Data listing

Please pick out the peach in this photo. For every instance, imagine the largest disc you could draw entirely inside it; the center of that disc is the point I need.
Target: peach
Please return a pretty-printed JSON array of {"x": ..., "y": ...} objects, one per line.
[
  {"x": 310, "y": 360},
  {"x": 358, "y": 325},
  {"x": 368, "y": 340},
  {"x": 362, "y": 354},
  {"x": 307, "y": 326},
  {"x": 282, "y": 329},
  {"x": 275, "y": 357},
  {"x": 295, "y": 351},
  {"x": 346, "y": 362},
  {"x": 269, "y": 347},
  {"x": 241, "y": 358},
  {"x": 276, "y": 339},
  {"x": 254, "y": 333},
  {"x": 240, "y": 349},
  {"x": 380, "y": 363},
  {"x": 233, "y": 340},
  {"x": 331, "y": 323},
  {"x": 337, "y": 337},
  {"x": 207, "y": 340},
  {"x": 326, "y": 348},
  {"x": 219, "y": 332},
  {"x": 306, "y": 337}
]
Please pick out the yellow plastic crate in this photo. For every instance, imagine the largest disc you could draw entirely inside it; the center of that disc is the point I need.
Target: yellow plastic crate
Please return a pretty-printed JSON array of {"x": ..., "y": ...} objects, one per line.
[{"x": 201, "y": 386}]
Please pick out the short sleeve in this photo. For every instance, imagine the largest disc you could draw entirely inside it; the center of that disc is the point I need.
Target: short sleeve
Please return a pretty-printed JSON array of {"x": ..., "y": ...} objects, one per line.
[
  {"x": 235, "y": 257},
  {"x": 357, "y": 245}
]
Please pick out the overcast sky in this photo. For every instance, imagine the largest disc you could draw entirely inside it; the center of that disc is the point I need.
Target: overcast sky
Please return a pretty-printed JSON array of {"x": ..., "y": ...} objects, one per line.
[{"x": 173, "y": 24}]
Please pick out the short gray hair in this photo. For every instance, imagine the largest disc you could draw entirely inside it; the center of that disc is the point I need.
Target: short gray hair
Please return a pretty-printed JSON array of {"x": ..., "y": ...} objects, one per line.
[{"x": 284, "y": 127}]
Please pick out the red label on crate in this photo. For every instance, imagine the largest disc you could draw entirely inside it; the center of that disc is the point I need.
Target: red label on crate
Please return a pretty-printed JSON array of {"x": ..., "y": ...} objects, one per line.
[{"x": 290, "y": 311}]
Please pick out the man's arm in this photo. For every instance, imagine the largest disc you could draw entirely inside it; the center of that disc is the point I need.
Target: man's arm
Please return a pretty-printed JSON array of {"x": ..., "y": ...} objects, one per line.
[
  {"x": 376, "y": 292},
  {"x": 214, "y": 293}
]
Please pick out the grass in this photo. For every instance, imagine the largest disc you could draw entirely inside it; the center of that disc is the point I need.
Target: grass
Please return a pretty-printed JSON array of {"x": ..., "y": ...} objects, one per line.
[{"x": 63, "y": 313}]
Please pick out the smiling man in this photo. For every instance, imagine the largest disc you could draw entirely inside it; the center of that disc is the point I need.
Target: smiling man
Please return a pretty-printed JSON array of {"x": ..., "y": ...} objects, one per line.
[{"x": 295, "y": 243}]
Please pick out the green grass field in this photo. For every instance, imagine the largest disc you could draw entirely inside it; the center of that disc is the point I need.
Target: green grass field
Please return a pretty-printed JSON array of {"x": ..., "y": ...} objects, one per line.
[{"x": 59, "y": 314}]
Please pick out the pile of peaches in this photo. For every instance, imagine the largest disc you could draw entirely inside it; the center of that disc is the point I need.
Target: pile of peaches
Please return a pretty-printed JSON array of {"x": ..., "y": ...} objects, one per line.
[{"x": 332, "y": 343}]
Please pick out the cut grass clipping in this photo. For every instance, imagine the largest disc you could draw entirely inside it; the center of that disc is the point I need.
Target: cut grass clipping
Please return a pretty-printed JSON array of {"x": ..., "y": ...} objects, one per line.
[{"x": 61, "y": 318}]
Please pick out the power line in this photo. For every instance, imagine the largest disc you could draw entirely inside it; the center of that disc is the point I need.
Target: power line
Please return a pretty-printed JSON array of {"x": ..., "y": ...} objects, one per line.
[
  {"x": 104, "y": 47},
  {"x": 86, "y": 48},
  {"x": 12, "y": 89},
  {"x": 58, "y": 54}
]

• Objective
Reproduce the complete data exactly as presented above.

• Right answer
Please pick out the peach in this photo. For every instance, imagine the largest disc you could draw entirely inside it; the center of that disc is the point I need.
Target: peach
Please return a pretty-printed JSON array of {"x": ..., "y": ...} objects, one per line.
[
  {"x": 310, "y": 360},
  {"x": 358, "y": 325},
  {"x": 368, "y": 340},
  {"x": 362, "y": 354},
  {"x": 307, "y": 326},
  {"x": 282, "y": 329},
  {"x": 275, "y": 357},
  {"x": 295, "y": 351},
  {"x": 346, "y": 362},
  {"x": 269, "y": 347},
  {"x": 241, "y": 358},
  {"x": 276, "y": 339},
  {"x": 254, "y": 333},
  {"x": 240, "y": 349},
  {"x": 380, "y": 363},
  {"x": 233, "y": 340},
  {"x": 331, "y": 323},
  {"x": 337, "y": 337},
  {"x": 207, "y": 340},
  {"x": 326, "y": 348},
  {"x": 219, "y": 332},
  {"x": 306, "y": 337}
]
Please pick out the yellow plastic crate in this photo. For every instance, imagine the largest disc you could draw entirely inside it; the center of that disc is the point I need.
Target: yellow plastic crate
Please return a pretty-printed JSON array of {"x": ..., "y": ...} objects, one per line.
[{"x": 201, "y": 386}]
Please pick out the short sleeve in this photo. For every instance, imagine the largest disc you could draw entirely inside it; the center of that disc is the point I need.
Target: short sleeve
Please return a pretty-printed JSON array of {"x": ..., "y": ...} objects, one per line.
[
  {"x": 235, "y": 257},
  {"x": 357, "y": 245}
]
Please pick out the overcast sky in this photo. For every instance, imagine the largest disc you could draw entirely inside it; the center of that disc is the point I need.
Target: overcast sky
Please return a pretty-printed JSON array of {"x": ..., "y": ...} objects, one per line.
[{"x": 173, "y": 24}]
Please pick out the short gray hair in this photo. For every instance, imagine the largest disc you could draw entirely inside it; the center of that disc is the point I need.
Target: short gray hair
Please return a pretty-printed JSON array of {"x": ..., "y": ...} objects, one per line.
[{"x": 284, "y": 127}]
Please pick out the red label on crate in this photo. For every instance, imagine the largest disc you could draw entirely inside it; the center of that disc is the point I need.
Target: red label on crate
Please return a pretty-printed JSON array of {"x": ..., "y": ...} objects, one per line.
[{"x": 290, "y": 311}]
Please pick out the man's arm in this photo. For every instance, imagine the largest disc you could draw entirely inside it; the center of that disc is the point I need.
Target: man's arm
Please return a pretty-printed JSON array of {"x": ..., "y": ...} objects, one per line.
[
  {"x": 376, "y": 292},
  {"x": 214, "y": 293}
]
Please pick out the grass in this photo. For every instance, imagine the largest disc you could draw entirely inside it; the center of that disc is the point I need.
Target: grass
Please return a pretty-printed JSON array of {"x": ..., "y": ...} objects, one per line.
[{"x": 63, "y": 313}]
Please pick out the smiling man in this photo. For every instance, imagine the largest disc you could draw entirely inside it; the center of that disc is the point I need.
Target: smiling man
Please return a pretty-printed JSON array of {"x": ..., "y": ...} objects, one per line.
[{"x": 295, "y": 243}]
Please pick out the green grass field in this photo. For every instance, imagine the largest disc you could draw entirely inside it; the center of that disc is the point I need.
Target: green grass field
Please return a pretty-printed JSON array of {"x": ..., "y": ...} objects, one per line.
[{"x": 59, "y": 314}]
Please pick out the pile of peaches in this photo. For every instance, imagine the largest disc you could draw entirely inside it; the center of that disc is the point I need.
Target: pile of peaches
Please return a pretty-printed JSON array of {"x": ..., "y": ...} objects, one per line.
[{"x": 332, "y": 343}]
Please pick out the cut grass clipping in this photo. For every instance, imagine the largest disc you could draw entirely inside it; the center of that disc is the point I need.
Target: cut grass clipping
Please return a pretty-printed JSON array of {"x": ..., "y": ...} objects, one per line.
[{"x": 61, "y": 318}]
Please pick out the power line in this photo. For every instance, imagine the largest disc you could draw entirely inside it; the center of that disc is the point I need.
Target: power line
Please return a pretty-printed JSON array of {"x": ..., "y": ...} objects, one per line.
[
  {"x": 104, "y": 47},
  {"x": 86, "y": 48},
  {"x": 12, "y": 89},
  {"x": 58, "y": 54}
]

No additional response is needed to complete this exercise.